EXERCISE GOAL:
Which lines of the data contain the string "chandelier"? Copy every one of them.

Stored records

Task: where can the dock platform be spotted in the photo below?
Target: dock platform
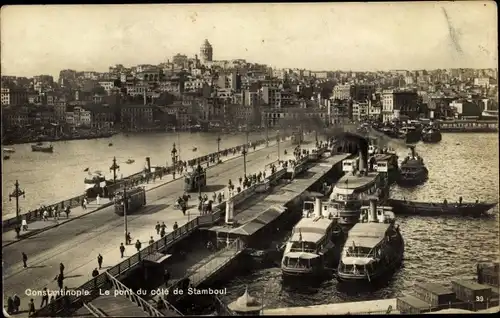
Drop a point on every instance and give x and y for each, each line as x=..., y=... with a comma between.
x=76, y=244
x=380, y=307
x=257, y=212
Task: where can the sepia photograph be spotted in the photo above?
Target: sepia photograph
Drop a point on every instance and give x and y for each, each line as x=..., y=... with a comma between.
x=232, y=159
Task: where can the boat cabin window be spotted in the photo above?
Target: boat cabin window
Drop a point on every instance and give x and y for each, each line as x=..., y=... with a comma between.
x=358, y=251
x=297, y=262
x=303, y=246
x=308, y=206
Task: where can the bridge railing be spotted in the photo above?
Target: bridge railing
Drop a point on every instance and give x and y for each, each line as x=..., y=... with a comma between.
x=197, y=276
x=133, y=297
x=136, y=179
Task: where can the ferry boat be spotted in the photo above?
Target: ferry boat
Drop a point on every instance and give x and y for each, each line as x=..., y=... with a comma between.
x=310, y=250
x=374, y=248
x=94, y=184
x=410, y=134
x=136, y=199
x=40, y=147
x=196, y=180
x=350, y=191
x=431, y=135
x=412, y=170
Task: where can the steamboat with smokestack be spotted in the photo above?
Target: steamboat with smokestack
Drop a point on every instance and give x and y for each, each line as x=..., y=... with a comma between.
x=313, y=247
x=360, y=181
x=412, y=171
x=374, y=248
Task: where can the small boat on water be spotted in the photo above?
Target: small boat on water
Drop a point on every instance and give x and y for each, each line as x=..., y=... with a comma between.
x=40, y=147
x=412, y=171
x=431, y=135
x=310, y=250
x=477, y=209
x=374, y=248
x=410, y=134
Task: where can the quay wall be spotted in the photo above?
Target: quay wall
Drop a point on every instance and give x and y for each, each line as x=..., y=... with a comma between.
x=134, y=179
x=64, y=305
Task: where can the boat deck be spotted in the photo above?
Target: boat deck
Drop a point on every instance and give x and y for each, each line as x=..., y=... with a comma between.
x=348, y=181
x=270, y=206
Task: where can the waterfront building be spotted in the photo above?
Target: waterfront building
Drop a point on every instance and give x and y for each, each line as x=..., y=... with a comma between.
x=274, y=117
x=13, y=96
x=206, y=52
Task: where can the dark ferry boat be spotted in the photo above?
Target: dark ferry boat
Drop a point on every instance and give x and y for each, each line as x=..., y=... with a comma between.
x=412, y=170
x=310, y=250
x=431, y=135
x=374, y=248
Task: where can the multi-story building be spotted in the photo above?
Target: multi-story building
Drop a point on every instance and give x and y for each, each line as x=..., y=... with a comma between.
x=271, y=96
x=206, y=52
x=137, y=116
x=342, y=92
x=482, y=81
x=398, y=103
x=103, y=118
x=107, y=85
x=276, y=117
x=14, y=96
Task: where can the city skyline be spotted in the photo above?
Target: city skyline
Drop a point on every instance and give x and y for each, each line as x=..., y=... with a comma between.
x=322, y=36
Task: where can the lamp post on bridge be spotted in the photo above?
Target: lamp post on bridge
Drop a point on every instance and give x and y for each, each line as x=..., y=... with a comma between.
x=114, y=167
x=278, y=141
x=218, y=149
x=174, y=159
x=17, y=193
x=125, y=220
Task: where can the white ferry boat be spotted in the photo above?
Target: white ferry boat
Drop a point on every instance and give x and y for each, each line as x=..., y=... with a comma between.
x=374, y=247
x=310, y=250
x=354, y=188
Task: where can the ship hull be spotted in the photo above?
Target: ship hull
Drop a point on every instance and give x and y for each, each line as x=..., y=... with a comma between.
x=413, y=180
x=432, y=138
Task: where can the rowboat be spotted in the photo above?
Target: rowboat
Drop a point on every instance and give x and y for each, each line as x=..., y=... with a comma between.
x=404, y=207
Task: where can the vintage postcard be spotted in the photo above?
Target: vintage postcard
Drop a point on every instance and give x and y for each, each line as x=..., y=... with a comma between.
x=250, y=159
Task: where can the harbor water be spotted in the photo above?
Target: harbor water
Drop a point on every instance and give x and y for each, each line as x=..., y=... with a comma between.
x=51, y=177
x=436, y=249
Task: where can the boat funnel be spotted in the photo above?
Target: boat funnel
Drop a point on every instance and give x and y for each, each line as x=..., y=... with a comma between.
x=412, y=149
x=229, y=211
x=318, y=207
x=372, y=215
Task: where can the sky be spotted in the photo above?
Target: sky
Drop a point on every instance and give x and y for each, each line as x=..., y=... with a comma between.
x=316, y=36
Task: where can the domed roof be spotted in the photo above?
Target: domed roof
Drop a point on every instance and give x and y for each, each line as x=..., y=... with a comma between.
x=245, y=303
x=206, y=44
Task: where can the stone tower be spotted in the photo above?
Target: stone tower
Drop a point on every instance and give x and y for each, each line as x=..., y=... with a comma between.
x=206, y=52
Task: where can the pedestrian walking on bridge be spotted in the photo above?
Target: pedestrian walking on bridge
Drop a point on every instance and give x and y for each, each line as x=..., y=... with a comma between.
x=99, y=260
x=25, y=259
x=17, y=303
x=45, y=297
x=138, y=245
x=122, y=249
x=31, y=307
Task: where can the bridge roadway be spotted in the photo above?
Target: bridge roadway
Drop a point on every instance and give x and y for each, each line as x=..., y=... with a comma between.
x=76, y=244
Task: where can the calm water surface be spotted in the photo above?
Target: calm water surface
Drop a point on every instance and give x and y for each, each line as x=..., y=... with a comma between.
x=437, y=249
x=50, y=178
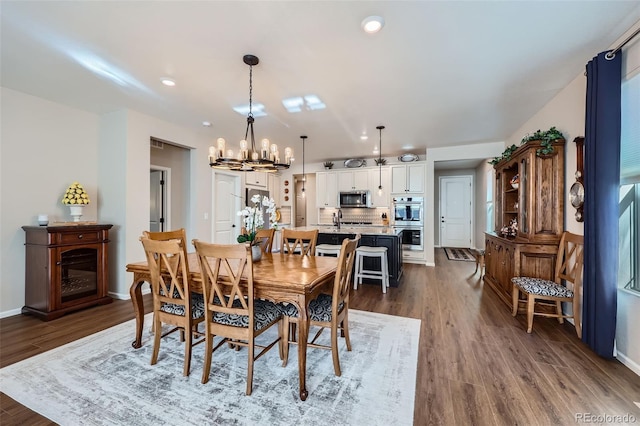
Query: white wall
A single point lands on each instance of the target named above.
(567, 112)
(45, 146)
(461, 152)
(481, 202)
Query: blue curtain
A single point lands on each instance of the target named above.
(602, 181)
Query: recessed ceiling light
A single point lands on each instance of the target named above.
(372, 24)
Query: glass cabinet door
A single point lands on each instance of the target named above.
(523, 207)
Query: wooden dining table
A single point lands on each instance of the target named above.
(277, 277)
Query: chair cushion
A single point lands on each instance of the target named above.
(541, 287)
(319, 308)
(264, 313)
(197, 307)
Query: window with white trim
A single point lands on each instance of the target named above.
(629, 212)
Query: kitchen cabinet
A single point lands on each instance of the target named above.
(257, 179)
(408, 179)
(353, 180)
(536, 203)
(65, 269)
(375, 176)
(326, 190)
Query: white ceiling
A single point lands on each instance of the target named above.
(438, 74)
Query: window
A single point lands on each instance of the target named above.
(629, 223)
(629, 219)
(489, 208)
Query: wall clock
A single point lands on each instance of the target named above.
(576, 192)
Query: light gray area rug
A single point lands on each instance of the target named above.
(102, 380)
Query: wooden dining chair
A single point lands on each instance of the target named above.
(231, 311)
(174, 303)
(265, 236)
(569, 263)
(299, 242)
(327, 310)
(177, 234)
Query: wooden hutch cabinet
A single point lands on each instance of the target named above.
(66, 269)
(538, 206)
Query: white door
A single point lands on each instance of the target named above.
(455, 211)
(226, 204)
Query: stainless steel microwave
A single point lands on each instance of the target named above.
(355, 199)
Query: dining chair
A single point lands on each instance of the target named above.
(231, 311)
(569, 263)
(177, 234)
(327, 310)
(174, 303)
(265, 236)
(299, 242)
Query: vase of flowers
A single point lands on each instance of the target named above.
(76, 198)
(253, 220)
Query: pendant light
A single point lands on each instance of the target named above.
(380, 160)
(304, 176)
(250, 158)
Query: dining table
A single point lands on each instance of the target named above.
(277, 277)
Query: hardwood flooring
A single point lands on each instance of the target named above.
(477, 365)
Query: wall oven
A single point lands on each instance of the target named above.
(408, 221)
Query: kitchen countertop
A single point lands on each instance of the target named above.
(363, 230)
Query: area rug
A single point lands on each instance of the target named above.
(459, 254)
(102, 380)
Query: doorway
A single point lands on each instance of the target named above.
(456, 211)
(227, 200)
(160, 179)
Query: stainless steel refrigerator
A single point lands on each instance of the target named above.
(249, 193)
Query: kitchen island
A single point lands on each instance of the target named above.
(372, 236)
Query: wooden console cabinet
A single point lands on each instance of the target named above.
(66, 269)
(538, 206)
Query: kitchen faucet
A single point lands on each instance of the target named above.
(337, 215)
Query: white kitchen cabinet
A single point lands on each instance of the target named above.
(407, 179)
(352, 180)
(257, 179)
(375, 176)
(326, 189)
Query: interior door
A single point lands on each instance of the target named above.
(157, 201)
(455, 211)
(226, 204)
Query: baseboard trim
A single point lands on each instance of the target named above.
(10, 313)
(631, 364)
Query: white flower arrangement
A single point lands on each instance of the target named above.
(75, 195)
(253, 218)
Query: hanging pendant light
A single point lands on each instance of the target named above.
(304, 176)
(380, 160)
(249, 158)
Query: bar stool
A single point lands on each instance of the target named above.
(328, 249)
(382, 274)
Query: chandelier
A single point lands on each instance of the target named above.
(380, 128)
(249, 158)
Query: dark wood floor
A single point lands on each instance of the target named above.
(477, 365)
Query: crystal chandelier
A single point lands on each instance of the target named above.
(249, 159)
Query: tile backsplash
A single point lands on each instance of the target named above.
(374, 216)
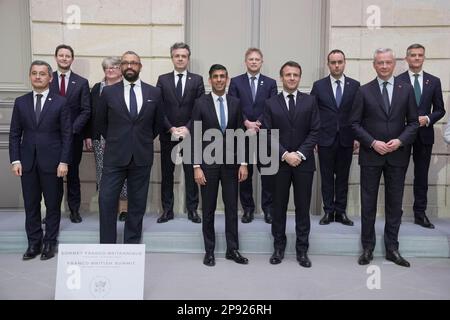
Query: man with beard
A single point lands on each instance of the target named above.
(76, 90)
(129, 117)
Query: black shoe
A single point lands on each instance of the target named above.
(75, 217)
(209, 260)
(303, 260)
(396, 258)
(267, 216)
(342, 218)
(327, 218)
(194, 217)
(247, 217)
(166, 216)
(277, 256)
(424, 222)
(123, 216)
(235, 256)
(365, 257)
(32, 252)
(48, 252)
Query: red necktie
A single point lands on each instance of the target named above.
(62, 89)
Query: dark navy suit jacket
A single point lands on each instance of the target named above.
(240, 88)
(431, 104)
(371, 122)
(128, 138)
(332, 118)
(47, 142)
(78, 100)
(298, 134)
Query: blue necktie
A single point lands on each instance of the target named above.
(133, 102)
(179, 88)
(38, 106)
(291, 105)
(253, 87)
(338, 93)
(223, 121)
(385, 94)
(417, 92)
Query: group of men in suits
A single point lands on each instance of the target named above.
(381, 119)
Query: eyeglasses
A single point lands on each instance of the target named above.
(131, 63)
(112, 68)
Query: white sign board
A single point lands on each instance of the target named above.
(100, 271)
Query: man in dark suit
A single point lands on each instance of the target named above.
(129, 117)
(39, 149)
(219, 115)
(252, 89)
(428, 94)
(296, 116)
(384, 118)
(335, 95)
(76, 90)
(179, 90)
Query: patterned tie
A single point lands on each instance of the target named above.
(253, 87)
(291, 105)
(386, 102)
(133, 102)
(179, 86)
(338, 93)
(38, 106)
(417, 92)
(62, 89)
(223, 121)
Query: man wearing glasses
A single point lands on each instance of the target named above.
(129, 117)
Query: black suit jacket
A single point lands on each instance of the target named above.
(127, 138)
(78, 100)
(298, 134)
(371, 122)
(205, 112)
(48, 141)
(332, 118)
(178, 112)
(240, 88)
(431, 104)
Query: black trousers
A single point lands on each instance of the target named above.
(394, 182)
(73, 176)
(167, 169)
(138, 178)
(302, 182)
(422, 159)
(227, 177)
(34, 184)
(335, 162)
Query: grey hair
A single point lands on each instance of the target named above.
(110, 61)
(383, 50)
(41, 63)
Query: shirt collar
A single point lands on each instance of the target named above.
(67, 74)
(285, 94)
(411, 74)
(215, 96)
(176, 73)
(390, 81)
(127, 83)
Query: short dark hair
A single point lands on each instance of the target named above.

RESPONSE:
Query: chandelier
Query: crystal chandelier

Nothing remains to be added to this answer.